----- Task input

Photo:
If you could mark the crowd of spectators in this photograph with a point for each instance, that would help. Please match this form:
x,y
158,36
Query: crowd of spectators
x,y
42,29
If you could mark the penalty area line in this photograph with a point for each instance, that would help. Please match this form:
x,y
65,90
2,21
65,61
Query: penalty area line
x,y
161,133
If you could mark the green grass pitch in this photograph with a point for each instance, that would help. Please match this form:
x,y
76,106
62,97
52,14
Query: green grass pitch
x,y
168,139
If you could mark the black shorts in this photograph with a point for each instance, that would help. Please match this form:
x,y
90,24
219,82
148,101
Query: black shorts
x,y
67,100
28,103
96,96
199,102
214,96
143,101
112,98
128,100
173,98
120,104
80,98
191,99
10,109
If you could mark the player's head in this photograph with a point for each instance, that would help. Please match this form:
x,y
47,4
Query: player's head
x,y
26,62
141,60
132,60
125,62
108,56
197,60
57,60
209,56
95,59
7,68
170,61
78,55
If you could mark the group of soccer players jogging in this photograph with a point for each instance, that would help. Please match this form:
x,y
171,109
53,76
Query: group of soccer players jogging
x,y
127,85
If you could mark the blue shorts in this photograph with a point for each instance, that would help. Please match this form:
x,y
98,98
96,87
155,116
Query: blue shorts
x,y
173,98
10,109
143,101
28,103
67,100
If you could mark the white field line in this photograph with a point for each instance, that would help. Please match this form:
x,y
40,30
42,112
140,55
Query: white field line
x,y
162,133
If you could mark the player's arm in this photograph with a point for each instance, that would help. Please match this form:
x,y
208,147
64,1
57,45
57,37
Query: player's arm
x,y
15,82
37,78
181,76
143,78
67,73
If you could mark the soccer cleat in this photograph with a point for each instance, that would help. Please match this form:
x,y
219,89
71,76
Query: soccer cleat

----------

▶ _The task_
The answer must be the full listing, written out word for word.

▶ _Result for this exercise_
Photo:
If you could mark the crowd of spectators in this photograph with a point for each instance, that would help. Please match this form:
x,y
158,36
Query: crowd of spectators
x,y
42,29
If you could mark the penalty area line in this photograph with a point for each instance, that would help. Please match this form:
x,y
65,90
2,21
65,61
Query: penalty area line
x,y
161,133
If you could mark the green grass pitch in this photograph with a point for each instance, that would help. Please match this form:
x,y
76,106
62,97
52,14
Query: green grass pitch
x,y
168,139
If you could mark the black shorts in this photograph with a point for each instance, that would help. Please match this form:
x,y
90,24
219,82
148,101
Query: black shorts
x,y
67,100
28,103
96,96
199,102
214,96
143,101
112,98
128,100
173,98
120,104
80,98
191,99
10,109
If you could mark the player's head in this photograph with a point for each instance, that would help. Please match this form:
x,y
47,4
Query: player's head
x,y
26,62
141,60
132,60
125,62
108,56
197,60
57,60
209,56
95,59
7,68
170,61
78,55
If you could mark the group of soccer players jogging in this photograph with a point for each instance, that would help. Please match this form:
x,y
171,109
53,76
Query: group of soccer players jogging
x,y
127,85
If you could mark the blue shorts in this photograph with a point for each instance, that would help. Please match this form:
x,y
98,98
96,87
155,116
Query: blue shorts
x,y
173,98
10,109
143,101
28,103
67,100
If you could mark the white field line in this photograph with a point for each instance, that would help. Please match this form:
x,y
40,30
42,112
140,55
Query: white field line
x,y
162,133
If you could mark the player's arm in this photograph with a point for each instance, that would help. Please match this form:
x,y
208,147
64,1
57,45
57,37
Query: player's arm
x,y
15,82
37,78
181,76
143,78
67,73
If you could mark the soccer cleat in this photograph with a point for each instance, that would help. Please match this form:
x,y
219,89
71,76
Query: soccer cleat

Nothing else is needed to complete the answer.